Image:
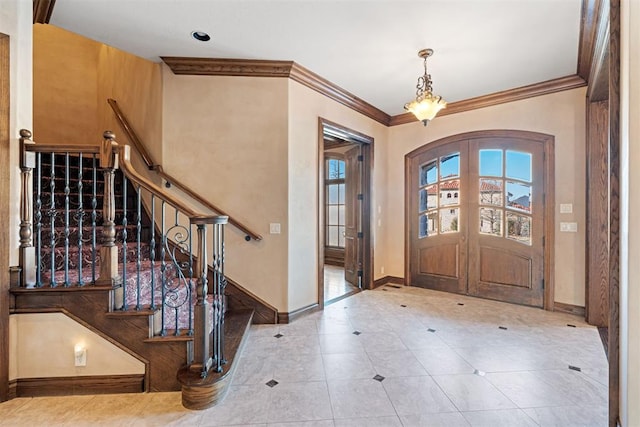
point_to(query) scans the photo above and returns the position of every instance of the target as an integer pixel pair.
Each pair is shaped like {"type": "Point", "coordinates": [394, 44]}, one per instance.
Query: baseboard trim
{"type": "Point", "coordinates": [569, 308]}
{"type": "Point", "coordinates": [65, 386]}
{"type": "Point", "coordinates": [388, 279]}
{"type": "Point", "coordinates": [289, 317]}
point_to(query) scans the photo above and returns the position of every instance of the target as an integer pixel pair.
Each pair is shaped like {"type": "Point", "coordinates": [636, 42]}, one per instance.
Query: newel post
{"type": "Point", "coordinates": [202, 312]}
{"type": "Point", "coordinates": [27, 250]}
{"type": "Point", "coordinates": [108, 249]}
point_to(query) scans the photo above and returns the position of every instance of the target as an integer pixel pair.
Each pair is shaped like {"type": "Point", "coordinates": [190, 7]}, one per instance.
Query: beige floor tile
{"type": "Point", "coordinates": [325, 372]}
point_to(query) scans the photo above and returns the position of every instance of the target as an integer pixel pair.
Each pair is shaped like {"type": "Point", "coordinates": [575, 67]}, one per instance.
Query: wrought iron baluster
{"type": "Point", "coordinates": [218, 288]}
{"type": "Point", "coordinates": [190, 284]}
{"type": "Point", "coordinates": [94, 215]}
{"type": "Point", "coordinates": [152, 252]}
{"type": "Point", "coordinates": [178, 268]}
{"type": "Point", "coordinates": [223, 285]}
{"type": "Point", "coordinates": [52, 219]}
{"type": "Point", "coordinates": [124, 240]}
{"type": "Point", "coordinates": [67, 190]}
{"type": "Point", "coordinates": [80, 220]}
{"type": "Point", "coordinates": [38, 220]}
{"type": "Point", "coordinates": [138, 249]}
{"type": "Point", "coordinates": [163, 266]}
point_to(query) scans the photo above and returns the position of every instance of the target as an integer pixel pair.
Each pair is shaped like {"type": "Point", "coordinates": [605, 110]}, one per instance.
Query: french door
{"type": "Point", "coordinates": [477, 216]}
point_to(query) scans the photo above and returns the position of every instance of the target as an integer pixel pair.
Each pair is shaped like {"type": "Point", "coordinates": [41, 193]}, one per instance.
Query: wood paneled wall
{"type": "Point", "coordinates": [597, 199]}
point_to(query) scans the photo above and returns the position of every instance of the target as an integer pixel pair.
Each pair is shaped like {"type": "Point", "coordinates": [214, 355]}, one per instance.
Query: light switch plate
{"type": "Point", "coordinates": [274, 228]}
{"type": "Point", "coordinates": [566, 208]}
{"type": "Point", "coordinates": [569, 227]}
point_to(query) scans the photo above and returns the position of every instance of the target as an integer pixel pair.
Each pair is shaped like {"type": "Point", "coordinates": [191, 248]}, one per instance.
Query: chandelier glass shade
{"type": "Point", "coordinates": [426, 105]}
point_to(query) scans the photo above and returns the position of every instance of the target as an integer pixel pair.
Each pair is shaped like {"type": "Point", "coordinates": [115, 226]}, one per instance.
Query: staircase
{"type": "Point", "coordinates": [104, 245]}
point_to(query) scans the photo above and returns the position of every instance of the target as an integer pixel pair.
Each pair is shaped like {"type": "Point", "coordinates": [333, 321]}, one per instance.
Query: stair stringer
{"type": "Point", "coordinates": [90, 304]}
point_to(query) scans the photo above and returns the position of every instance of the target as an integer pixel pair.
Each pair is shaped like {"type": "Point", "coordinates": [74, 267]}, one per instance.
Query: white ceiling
{"type": "Point", "coordinates": [367, 47]}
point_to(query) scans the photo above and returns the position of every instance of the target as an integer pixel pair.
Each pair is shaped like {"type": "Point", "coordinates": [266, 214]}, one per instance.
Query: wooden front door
{"type": "Point", "coordinates": [352, 243]}
{"type": "Point", "coordinates": [477, 215]}
{"type": "Point", "coordinates": [437, 230]}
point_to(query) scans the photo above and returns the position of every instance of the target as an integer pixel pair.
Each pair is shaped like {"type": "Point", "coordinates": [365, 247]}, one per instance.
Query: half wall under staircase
{"type": "Point", "coordinates": [108, 247]}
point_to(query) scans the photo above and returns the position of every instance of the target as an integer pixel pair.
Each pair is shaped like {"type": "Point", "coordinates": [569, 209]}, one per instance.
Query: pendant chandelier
{"type": "Point", "coordinates": [426, 105]}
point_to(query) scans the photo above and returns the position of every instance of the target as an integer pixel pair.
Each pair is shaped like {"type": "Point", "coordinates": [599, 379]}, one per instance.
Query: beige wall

•••

### SET EXERCISE:
Reproduce all of the entries word for word, skipping any pictures they hold.

### ANSWER TO THE EXERCISE:
Image:
point_to(query) scans the photo above and returns the position of every instance of the target as an integer pixel pair.
Each pair is shaped like {"type": "Point", "coordinates": [394, 44]}, one per instance.
Query: baseboard trim
{"type": "Point", "coordinates": [569, 308]}
{"type": "Point", "coordinates": [65, 386]}
{"type": "Point", "coordinates": [388, 279]}
{"type": "Point", "coordinates": [289, 317]}
point_to(query) scans the photo above and returns the position of every instance of the target as an integer pixel pair.
Each pair is shaped like {"type": "Point", "coordinates": [636, 42]}, one per instance.
Query: newel post
{"type": "Point", "coordinates": [202, 312]}
{"type": "Point", "coordinates": [27, 250]}
{"type": "Point", "coordinates": [108, 249]}
point_to(query) scans the photo above and returns the position of every instance of the target as an integer pixel pair.
Each pair is shaped like {"type": "Point", "coordinates": [190, 7]}, one per instance.
Query: beige floor tile
{"type": "Point", "coordinates": [325, 372]}
point_to(query) scans the photo above and returns the position of every instance of the target as an integer pixel pair.
Each pair is shaped like {"type": "Point", "coordinates": [575, 67]}, one per instance.
Query: wrought iron baluster
{"type": "Point", "coordinates": [218, 288]}
{"type": "Point", "coordinates": [190, 284]}
{"type": "Point", "coordinates": [94, 215]}
{"type": "Point", "coordinates": [152, 252]}
{"type": "Point", "coordinates": [178, 268]}
{"type": "Point", "coordinates": [223, 285]}
{"type": "Point", "coordinates": [52, 219]}
{"type": "Point", "coordinates": [124, 240]}
{"type": "Point", "coordinates": [67, 190]}
{"type": "Point", "coordinates": [80, 220]}
{"type": "Point", "coordinates": [38, 220]}
{"type": "Point", "coordinates": [138, 249]}
{"type": "Point", "coordinates": [163, 266]}
point_to(query) scans the photo above and returns the position of every instance of the target as an integer pixel pair.
Each pair is shaped like {"type": "Point", "coordinates": [605, 110]}, one per instance.
Query: french door
{"type": "Point", "coordinates": [477, 216]}
point_to(query) scans the photo above and returns the position of every instance of the target as an integer pixel pair.
Each pair is shaped like {"type": "Point", "coordinates": [41, 193]}, one per instance.
Query: wood paneled wall
{"type": "Point", "coordinates": [597, 199]}
point_to(query) scans the photo above and returns the position of every instance of the target as an integer pixel pair.
Each pair is shaped like {"type": "Point", "coordinates": [214, 355]}, one per instance.
Query: light switch plate
{"type": "Point", "coordinates": [274, 228]}
{"type": "Point", "coordinates": [566, 208]}
{"type": "Point", "coordinates": [569, 227]}
point_to(query) scans the photo above and returns the position of every instance of the target as an integer pixel pair.
Each pair is shaped like {"type": "Point", "coordinates": [191, 248]}, one per instance.
Query: chandelier glass shade
{"type": "Point", "coordinates": [426, 105]}
point_to(query) scans the photo above and returns the position of every instance of the target as an integer pixel pair.
Each pair is shaped like {"type": "Point", "coordinates": [115, 226]}, one per instance.
Query: staircase
{"type": "Point", "coordinates": [104, 245]}
point_to(query) scans the photo above and returns the position of every instance of the target as an integer pixel pair.
Each pair is shaped like {"type": "Point", "coordinates": [333, 321]}, one per instance.
Query: stair stringer
{"type": "Point", "coordinates": [90, 304]}
point_to(query) scans the photo above and returns the position of every instance of the target as an integer pixel pair.
Each pair is shaped like {"type": "Point", "coordinates": [74, 267]}, one per instance.
Query: white ceiling
{"type": "Point", "coordinates": [367, 47]}
point_to(query) scans the photo above and returns the position of every instance of the target as an integer pixel pair.
Each pair is shaped like {"type": "Point", "coordinates": [266, 214]}, one per instance.
Query: wooden front door
{"type": "Point", "coordinates": [352, 243]}
{"type": "Point", "coordinates": [477, 215]}
{"type": "Point", "coordinates": [437, 230]}
point_to(query) scans the photo above and returns the position of every instance of the target as an integer pixel pair.
Each pair is shaped like {"type": "Point", "coordinates": [365, 247]}, one per instance.
Query: half wall under staircase
{"type": "Point", "coordinates": [108, 247]}
point_to(query) scans the photo above and returns the position of every instance of the target as an integer pixel pair.
Each pair is shaped like {"type": "Point", "coordinates": [569, 209]}, one per instance.
Query: pendant chandelier
{"type": "Point", "coordinates": [426, 105]}
point_to(query) scans the photo above and returns the position of every instance of the target as an integer pixel pair.
Each pair is shaped like {"type": "Point", "coordinates": [599, 379]}, one per instance.
Query: beige wall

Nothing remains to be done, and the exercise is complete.